» **TASK OBJECTIVE**:
Repeat the listing below word for word, leaving out the pictures.

----------------

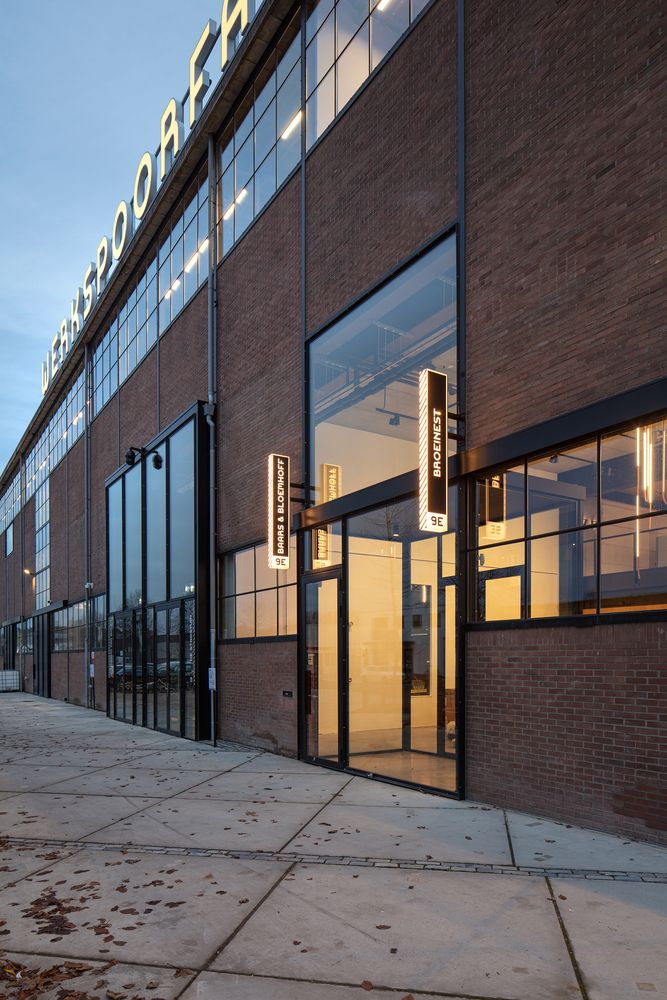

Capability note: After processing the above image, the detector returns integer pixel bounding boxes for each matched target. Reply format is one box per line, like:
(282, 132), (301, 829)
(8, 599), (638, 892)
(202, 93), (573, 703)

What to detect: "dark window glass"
(146, 444), (167, 604)
(107, 479), (123, 611)
(310, 237), (456, 503)
(169, 422), (195, 597)
(125, 464), (142, 608)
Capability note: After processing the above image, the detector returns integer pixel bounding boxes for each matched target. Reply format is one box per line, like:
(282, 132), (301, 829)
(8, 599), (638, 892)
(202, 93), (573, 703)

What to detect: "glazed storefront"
(299, 229), (462, 794)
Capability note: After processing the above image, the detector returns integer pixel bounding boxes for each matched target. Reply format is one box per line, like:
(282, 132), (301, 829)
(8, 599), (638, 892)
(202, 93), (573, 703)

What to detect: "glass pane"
(600, 420), (667, 521)
(146, 608), (155, 729)
(528, 442), (597, 535)
(305, 580), (339, 761)
(155, 610), (169, 729)
(278, 585), (296, 635)
(107, 479), (123, 611)
(306, 12), (334, 96)
(125, 463), (142, 608)
(371, 0), (410, 69)
(255, 149), (276, 213)
(473, 542), (524, 622)
(348, 499), (456, 788)
(169, 422), (195, 597)
(530, 530), (597, 618)
(306, 69), (336, 149)
(600, 515), (667, 612)
(336, 22), (370, 112)
(309, 238), (456, 503)
(236, 594), (255, 639)
(475, 465), (525, 545)
(146, 444), (167, 604)
(255, 544), (276, 590)
(256, 590), (278, 635)
(336, 0), (368, 55)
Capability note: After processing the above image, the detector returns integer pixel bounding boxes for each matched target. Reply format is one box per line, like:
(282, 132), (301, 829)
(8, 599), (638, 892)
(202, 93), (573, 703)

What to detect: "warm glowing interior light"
(280, 110), (302, 139)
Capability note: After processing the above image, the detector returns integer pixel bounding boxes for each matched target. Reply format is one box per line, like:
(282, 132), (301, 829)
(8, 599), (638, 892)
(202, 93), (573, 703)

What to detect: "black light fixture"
(125, 448), (162, 469)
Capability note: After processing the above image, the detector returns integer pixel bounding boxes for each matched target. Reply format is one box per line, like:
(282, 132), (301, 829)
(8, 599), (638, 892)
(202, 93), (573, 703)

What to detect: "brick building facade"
(0, 0), (667, 843)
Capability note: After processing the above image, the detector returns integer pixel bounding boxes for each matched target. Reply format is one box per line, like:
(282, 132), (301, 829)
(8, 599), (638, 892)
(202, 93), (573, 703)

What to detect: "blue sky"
(0, 0), (221, 470)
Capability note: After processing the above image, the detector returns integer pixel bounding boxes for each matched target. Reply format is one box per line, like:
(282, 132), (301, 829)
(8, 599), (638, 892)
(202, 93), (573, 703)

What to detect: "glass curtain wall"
(302, 230), (459, 792)
(107, 419), (197, 739)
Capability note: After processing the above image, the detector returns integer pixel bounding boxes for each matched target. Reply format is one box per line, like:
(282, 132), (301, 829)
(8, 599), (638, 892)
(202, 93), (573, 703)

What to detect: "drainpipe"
(204, 135), (218, 746)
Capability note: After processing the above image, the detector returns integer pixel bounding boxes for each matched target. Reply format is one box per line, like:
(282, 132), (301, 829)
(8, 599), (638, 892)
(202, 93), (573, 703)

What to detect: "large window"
(309, 236), (457, 503)
(471, 420), (667, 621)
(220, 13), (303, 254)
(107, 419), (196, 614)
(306, 0), (428, 148)
(222, 535), (296, 639)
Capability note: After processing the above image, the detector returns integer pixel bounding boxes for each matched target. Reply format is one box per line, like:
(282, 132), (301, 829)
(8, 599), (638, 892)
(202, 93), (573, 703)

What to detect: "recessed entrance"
(302, 499), (457, 792)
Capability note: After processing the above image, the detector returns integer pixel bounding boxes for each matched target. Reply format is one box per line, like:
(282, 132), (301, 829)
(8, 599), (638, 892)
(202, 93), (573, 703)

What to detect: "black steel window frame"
(104, 402), (210, 740)
(460, 410), (667, 631)
(217, 531), (299, 645)
(294, 474), (465, 800)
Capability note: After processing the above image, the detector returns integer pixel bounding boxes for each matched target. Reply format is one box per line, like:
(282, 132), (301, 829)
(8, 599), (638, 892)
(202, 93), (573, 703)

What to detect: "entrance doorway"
(302, 499), (458, 793)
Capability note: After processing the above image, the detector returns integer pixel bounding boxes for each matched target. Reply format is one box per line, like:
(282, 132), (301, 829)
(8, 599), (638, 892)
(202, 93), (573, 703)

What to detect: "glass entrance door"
(303, 573), (341, 764)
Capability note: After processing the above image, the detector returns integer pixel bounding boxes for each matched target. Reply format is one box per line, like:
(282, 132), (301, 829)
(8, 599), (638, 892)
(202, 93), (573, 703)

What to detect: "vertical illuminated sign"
(419, 368), (448, 531)
(479, 472), (507, 542)
(313, 462), (341, 568)
(267, 455), (290, 569)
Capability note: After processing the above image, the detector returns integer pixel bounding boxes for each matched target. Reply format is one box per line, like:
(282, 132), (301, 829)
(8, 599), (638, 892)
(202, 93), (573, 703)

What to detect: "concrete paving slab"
(127, 748), (253, 774)
(43, 765), (224, 798)
(183, 972), (464, 1000)
(286, 805), (511, 864)
(212, 865), (580, 1000)
(339, 778), (494, 810)
(552, 879), (667, 1000)
(9, 746), (153, 767)
(0, 851), (286, 968)
(234, 753), (335, 774)
(179, 769), (350, 802)
(0, 792), (159, 842)
(0, 762), (96, 792)
(507, 812), (667, 872)
(89, 797), (320, 851)
(0, 842), (76, 892)
(0, 952), (187, 1000)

----------------

» **THE COMPLETED TASK**:
Capability note: After processing the above image, the detector returns integer pixel bounding boxes for each matched target. Reply format is one box per line, like:
(282, 132), (301, 829)
(8, 599), (638, 892)
(202, 93), (573, 703)

What to detect: "dark window glass"
(146, 444), (167, 604)
(107, 479), (123, 611)
(310, 237), (456, 503)
(169, 422), (195, 597)
(125, 464), (142, 608)
Capability note: After processing the above image, the detector returns integer pixel bounding boxes for each matched target. Reply format is one box per line, like:
(282, 132), (301, 829)
(8, 599), (638, 892)
(202, 93), (573, 703)

What to detect: "glazed storefront"
(299, 229), (462, 794)
Capability note: After processing the above image, the detector returns integer pixel bounding boxes for each matched target. Reply format is one box per line, like:
(282, 132), (301, 829)
(8, 599), (638, 892)
(202, 93), (573, 703)

What to detect: "glass pane"
(600, 420), (667, 521)
(146, 608), (155, 729)
(528, 442), (597, 535)
(305, 580), (339, 761)
(155, 610), (169, 729)
(278, 585), (296, 635)
(107, 479), (123, 611)
(306, 12), (334, 96)
(125, 463), (142, 608)
(371, 0), (410, 69)
(255, 149), (276, 213)
(473, 542), (524, 622)
(348, 499), (456, 788)
(169, 422), (195, 597)
(530, 530), (597, 618)
(306, 69), (336, 149)
(600, 515), (667, 612)
(336, 22), (370, 112)
(309, 238), (456, 503)
(236, 594), (255, 639)
(475, 465), (525, 545)
(146, 444), (167, 604)
(255, 544), (276, 590)
(256, 590), (278, 635)
(336, 0), (368, 55)
Capability note: After processing the above image, the detector returns integer pixel bounding boxes for each matched target. Reply format is one box per line, like:
(282, 132), (301, 829)
(8, 599), (638, 892)
(202, 93), (573, 703)

What to detect: "warm glowing interior light"
(280, 110), (302, 139)
Capability note: After processing the above image, the detector returns integer pixel bounding boxes for each matched target. Reply format is one box per line, like:
(282, 132), (301, 829)
(8, 599), (638, 892)
(202, 93), (573, 703)

What to detect: "black light fixture"
(125, 448), (162, 469)
Capability note: After processing the above image, the detector returns integer pixel bounding boxes for each matched target. Reply format is one box per line, like:
(282, 132), (301, 829)
(8, 599), (638, 892)
(202, 93), (573, 703)

What to detect: "brick building facade"
(0, 0), (667, 843)
Capability note: After processing the above image, the detector returns integer pixel bounding boxes for each matched target. Reply format is one box per line, like:
(282, 132), (301, 829)
(8, 599), (638, 892)
(202, 93), (573, 703)

What to detect: "blue sky"
(0, 0), (221, 470)
Capability note: After processing the above image, the detector returns integer pixel bounding boxes for each matched target. Reply format is one box per line, like:
(282, 132), (301, 829)
(8, 599), (638, 892)
(202, 93), (573, 703)

What to detect: "glass curtain wall"
(302, 230), (459, 792)
(107, 419), (197, 739)
Capability note: After processing the above image, the detector returns integer pixel bounding boxes for each matched target. Reply format is one box per line, like:
(282, 132), (301, 829)
(8, 599), (638, 892)
(202, 93), (573, 703)

What to detect: "drainpipe"
(204, 135), (218, 746)
Capability note: After processing the above image, the detector returns integer pixel bounding boxes for each matched target. Reply format is one box per line, like:
(282, 132), (301, 829)
(8, 599), (638, 892)
(202, 93), (573, 703)

What to detect: "large window"
(309, 236), (457, 503)
(471, 420), (667, 621)
(220, 13), (303, 254)
(107, 419), (196, 614)
(306, 0), (428, 148)
(222, 535), (296, 639)
Capability note: After processing the above image, the detector returns integer pixel bounding boxes for each matched target. Reply format is one box per line, like:
(282, 132), (301, 829)
(8, 599), (638, 892)
(202, 93), (573, 703)

What to detect: "recessed entrance"
(302, 499), (457, 792)
Capability note: After processing the above image, the detector returns integer pixel bounding boxes for each matched target. Reply format is one box per line, like:
(282, 132), (301, 829)
(8, 599), (638, 892)
(202, 93), (573, 703)

What to detect: "black steel window frame"
(104, 402), (210, 740)
(460, 410), (667, 631)
(217, 531), (299, 645)
(294, 474), (465, 800)
Capability note: After processing the above image, the detector returns integer pixel bounding boxes for each matched target. Reply format is one box per line, like:
(282, 132), (301, 829)
(8, 599), (638, 892)
(202, 93), (573, 703)

What to detect: "entrance doorway"
(302, 499), (458, 793)
Capability note: After processing the above image, the detector returns integer pixel bounding boxes for each matched target. Reply format is one box per line, like:
(282, 132), (301, 829)
(8, 599), (638, 892)
(202, 93), (573, 703)

What to detect: "glass entrance door"
(303, 573), (341, 764)
Capability note: After processing the above image, the detector returns integer pixel bounding boxes for each matched target. Reply format is one box per line, like:
(282, 132), (301, 829)
(8, 599), (638, 892)
(202, 93), (573, 703)

What to detect: "vertical illuminated sign"
(419, 368), (448, 531)
(479, 472), (507, 542)
(313, 462), (341, 568)
(267, 455), (290, 569)
Capability note: After processing the above image, the detector returns integer pixel bounding boxes for each matched target. Reply format is one box per line, like:
(282, 132), (301, 829)
(8, 599), (638, 892)
(202, 93), (573, 703)

What to detect: "concrete paving slab"
(127, 748), (253, 774)
(43, 765), (224, 798)
(183, 972), (464, 1000)
(286, 805), (511, 864)
(212, 865), (580, 1000)
(339, 778), (494, 810)
(552, 879), (667, 1000)
(9, 746), (153, 767)
(0, 851), (286, 968)
(234, 753), (335, 774)
(179, 769), (350, 802)
(0, 792), (159, 842)
(0, 762), (96, 792)
(507, 812), (667, 872)
(89, 797), (320, 851)
(0, 842), (76, 892)
(0, 952), (187, 1000)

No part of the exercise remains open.